----- Teks Sumber
Iklan Rokok Mengeksploitasi Anak
DEPOK, KOMPAS – Pengawasan dan regulasi pemerintah untuk melarang iklan rokok sangat lemah. Padahal, berbagai survei menunjukkan ancaman iklan dan promosi rokok semakin nyata menyasar anak dan remaja di Indonesia. Selain itu, iklan rokok dinilai menjadi salah satu bentuk eksploitasi pada anak.
Ketua Badan Khusus Pengendalian Tembakau Ikatan Ahli Kesehatan Masyarakat Indonesia (IAKMI) Widyastuti Soerojo menyatakan, iklan rokok menunjukkan ekploitasi anak secara ekonomi. Anak-anak secara tidak etis dimanfaatkan untuk keuntungan ekonomi bagi industri rokok.
----------
Soal Tertulis 1
Temukan setiap baris dalam entri yang memuat kata "ceiling", lalu salin baris-baris itu.
----- Data Mentah
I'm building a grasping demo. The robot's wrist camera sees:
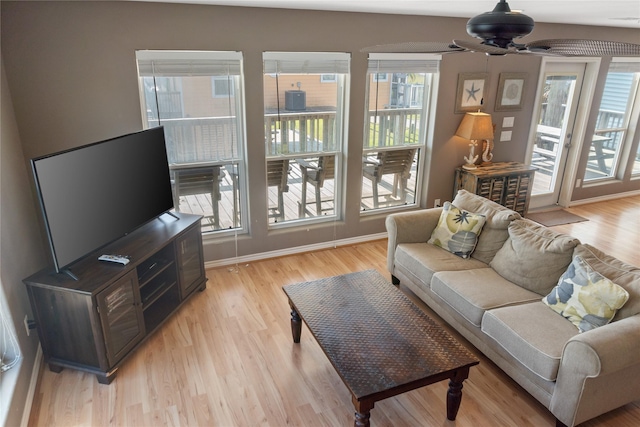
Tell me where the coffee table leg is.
[447,368,469,421]
[353,412,371,427]
[351,402,374,427]
[289,303,302,343]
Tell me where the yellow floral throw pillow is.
[428,202,487,258]
[542,256,629,332]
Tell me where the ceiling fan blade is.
[360,42,464,53]
[526,39,640,56]
[453,40,518,55]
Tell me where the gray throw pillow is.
[490,219,580,296]
[452,190,521,264]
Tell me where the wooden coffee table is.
[283,270,479,426]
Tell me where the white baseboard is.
[204,232,387,268]
[20,344,43,427]
[569,190,640,207]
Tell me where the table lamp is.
[456,111,493,169]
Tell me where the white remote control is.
[98,255,129,265]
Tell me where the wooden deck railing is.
[156,108,421,164]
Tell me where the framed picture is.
[456,73,489,113]
[496,73,527,111]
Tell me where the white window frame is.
[360,53,442,216]
[263,52,351,229]
[583,57,640,183]
[136,50,249,237]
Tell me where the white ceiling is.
[145,0,640,28]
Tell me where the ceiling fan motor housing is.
[467,0,534,48]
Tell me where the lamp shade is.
[456,112,493,141]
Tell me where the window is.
[584,58,640,182]
[263,52,350,226]
[360,54,439,212]
[136,51,247,237]
[211,76,233,98]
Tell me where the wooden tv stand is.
[24,212,207,384]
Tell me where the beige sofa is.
[386,190,640,426]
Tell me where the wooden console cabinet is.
[453,162,536,216]
[24,212,207,384]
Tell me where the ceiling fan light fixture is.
[467,0,534,48]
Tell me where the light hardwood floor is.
[29,196,640,427]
----------
Soal Tertulis 2
Sebutkan semua kata yang membentuk judul artikel tentang iklan rokok, sesuai urutannya.

Hasil Latihan 1
Tell me where the ceiling fan blade is.
Tell me where the white ceiling is.
Tell me where the ceiling fan motor housing is.
Tell me where the ceiling fan light fixture is.

Hasil Latihan 2
Iklan, Rokok, Mengeksploitasi, Anak